» **EXCERPTED PASSAGE**:
Now, sample([1,2][]) returns the stream 1, 1, 2, 2.

zip takes two input streams of the same length, and constructs an output stream with pairs, where the left element is taken from the first input, and the right element is taken from the second input. The input streams are only consumed as far needed for the output. It is an error when not both inputs reach the end at the same time. Example:

let s1 = [1,2,3,4][];
let s2 = [10,20,30,40][];
let s3 = stream.zip(s1, s2);
let x1 = stream.first(s3);
// now x1==[1,10], and s1 still contains 2,3,4, and s2 still contains 20,30,40.

filter returns a new stream that only contains the elements of the input stream where the argument function returns true. The input stream is only as far consumed as needed for constructing the output, for example:

let s1 = [ "a", "abc", "def", "ghij" ][];
let s2 = stream.filter(x -> string.length(x) == 3, s);
stream.first(s2)
  // returns "abc". s1 still contains "def" and "ghij".

deduplicateKeepFirst and deduplicateKeepLast remove duplicate elements from a stream. A "duplicate" is here a stream element where a projection returns the same string as a previous or later element. deduplicateKeepFirst leaves then the first element in the stream and removes the other ones. Also, deduplicateKeepFirst consumes the input stream only as far needed. In contrast, deduplicateKeepLast leaves the last element and removes the preceding ones, and also consumes the whole stream. For example:

let obj1 = { name:"Paul", age: 34 };
let obj2 = { name:"Ethan", age: 67 };
let obj3 = { name:"Tom", age: 34 };
let s1 = [ obj1, obj2, obj3 ][];
let s2 = stream.deduplicateKeepLast(obj -> "" + obj.age, l)
  // returns a stream with [ obj2, obj3 ]. s1 is immediately consumed.

Reducing

Like all stream operations, reductions consume the input streams!

  def reduce : (S -> T -> T) -> T -> stream(S) -> T
  def indexedReduce : (number -> S -> T -> T) -> T -> stream(S) -> T
  def lreduce :  (S -> T -> T) -> (T -> stream(U)) -> (T -> stream(U)) -> T -> stream(S) -> stream(U)

reduce iterates over the stream and computes

reduce(f,acc0,[x0,x1,x2,...,xLast][]) =
  f( ... f(f(f(acc0,x0),x1),x2) ..., xLast)

indexedReduce additionally passes the index of the stream element (starting with 0) to f.

» **DATA SECTION**:
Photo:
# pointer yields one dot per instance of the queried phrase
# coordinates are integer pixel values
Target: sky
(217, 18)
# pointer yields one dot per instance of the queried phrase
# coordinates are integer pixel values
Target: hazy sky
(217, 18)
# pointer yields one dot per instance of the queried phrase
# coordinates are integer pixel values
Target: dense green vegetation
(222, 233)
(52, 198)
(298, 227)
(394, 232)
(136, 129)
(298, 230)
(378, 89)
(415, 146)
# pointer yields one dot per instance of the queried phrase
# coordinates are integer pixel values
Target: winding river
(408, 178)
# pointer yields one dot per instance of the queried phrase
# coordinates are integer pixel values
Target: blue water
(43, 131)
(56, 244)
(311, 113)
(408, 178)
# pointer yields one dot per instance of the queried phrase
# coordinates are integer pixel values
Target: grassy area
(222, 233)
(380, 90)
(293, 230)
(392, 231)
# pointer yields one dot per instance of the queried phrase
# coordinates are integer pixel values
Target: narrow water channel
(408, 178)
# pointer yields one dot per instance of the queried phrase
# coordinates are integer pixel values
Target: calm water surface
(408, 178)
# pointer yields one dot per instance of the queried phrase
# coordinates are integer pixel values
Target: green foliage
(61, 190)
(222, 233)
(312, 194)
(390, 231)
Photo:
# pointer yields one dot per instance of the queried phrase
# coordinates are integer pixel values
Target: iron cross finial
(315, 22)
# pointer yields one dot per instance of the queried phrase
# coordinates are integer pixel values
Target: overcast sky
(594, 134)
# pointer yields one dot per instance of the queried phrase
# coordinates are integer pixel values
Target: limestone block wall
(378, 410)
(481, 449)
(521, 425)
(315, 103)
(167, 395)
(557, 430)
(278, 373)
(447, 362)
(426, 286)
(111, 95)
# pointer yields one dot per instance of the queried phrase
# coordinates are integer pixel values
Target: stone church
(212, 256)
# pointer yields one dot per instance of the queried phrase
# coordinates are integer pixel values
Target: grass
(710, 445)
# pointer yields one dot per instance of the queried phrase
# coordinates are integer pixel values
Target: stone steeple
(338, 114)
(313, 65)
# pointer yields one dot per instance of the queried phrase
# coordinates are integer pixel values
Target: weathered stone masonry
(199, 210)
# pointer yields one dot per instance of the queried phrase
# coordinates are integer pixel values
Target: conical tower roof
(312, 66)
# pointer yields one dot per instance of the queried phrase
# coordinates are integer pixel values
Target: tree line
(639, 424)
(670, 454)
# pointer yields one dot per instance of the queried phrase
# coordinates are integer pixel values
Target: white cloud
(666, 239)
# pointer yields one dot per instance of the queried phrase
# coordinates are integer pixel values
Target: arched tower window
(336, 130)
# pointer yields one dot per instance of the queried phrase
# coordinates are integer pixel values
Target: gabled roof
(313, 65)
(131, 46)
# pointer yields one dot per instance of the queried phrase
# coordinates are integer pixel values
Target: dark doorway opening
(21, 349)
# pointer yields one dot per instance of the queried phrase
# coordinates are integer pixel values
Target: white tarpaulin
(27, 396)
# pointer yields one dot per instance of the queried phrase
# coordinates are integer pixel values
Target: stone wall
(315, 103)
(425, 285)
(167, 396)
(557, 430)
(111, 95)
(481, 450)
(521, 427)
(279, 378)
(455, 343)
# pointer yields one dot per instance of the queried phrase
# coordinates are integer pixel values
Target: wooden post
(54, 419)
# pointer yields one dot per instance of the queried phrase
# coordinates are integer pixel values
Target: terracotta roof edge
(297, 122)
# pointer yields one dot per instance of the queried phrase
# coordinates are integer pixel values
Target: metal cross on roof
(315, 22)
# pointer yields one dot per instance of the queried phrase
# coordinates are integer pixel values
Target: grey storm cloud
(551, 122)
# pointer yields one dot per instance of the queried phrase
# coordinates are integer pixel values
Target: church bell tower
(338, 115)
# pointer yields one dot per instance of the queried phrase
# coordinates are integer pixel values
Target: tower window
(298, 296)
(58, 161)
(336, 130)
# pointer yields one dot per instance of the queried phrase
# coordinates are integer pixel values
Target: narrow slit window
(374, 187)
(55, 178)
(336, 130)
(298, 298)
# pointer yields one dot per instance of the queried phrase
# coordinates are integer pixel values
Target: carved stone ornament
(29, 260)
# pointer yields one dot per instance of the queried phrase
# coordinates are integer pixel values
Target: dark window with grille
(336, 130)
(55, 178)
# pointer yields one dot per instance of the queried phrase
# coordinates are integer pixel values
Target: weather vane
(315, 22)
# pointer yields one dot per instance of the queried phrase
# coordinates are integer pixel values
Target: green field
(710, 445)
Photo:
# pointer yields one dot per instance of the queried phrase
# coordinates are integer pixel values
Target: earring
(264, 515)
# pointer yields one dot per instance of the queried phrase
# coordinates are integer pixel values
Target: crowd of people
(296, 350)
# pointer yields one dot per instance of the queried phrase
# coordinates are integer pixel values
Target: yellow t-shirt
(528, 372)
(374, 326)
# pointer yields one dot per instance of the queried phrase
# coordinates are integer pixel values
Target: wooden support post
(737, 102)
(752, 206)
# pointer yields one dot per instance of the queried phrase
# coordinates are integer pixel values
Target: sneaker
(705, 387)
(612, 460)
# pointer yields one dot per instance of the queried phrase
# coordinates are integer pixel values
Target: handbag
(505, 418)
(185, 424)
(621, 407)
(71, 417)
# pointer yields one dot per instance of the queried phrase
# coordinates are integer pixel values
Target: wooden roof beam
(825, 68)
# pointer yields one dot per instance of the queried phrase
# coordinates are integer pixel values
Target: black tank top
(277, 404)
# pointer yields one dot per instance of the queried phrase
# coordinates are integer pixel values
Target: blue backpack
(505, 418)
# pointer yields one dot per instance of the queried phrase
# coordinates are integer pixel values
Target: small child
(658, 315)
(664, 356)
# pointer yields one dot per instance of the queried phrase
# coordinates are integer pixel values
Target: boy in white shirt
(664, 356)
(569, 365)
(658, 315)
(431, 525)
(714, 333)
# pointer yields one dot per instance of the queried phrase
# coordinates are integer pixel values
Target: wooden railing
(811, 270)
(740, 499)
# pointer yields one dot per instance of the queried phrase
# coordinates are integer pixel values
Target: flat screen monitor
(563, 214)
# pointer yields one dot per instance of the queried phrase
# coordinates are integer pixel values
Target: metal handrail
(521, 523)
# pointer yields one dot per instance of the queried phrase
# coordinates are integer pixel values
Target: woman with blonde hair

» **THINGS TO DO**:
a) In the stream operations passage, what does indexedReduce pass to f beyond what reduce passes?
b) Extend the stream operations passage, picking up right after its last sentence.
The entries aren't needed for this.

» **ANSWERS FOR THE TASKS**:
a) The index of the stream element, starting with 0.

b)
lreduce is a lazy version of reduce that outputs a stream and that only runs as far as needed: lreduce(f,g,h,acc0,s) reduces the stream s by repeatedly calling f on the next element of the stream and the so-far accumulated value (which is initialized to acc0). After every f invocation, the function g is called with the current value of the accumulator, and the stream from g is emitted. At the very end, the function h is called with the final value of the accumulator, and the stream from h is also emitted.

Result chaining

  def andThen : (T -> result(S, U)) ->   // since PR1353
                result(S, stream(T)) ->
                result(S, stream(U))

stream.andThen(f,res)

  • returns res when it is already error
  • otherwise, maps f over the elements of the input stream. If f returns error this is the final result, but if an ok value is returned, it is put into the output stream

Note that stream.andThen consumes the input stream until it either finds an error token or the end of the stream.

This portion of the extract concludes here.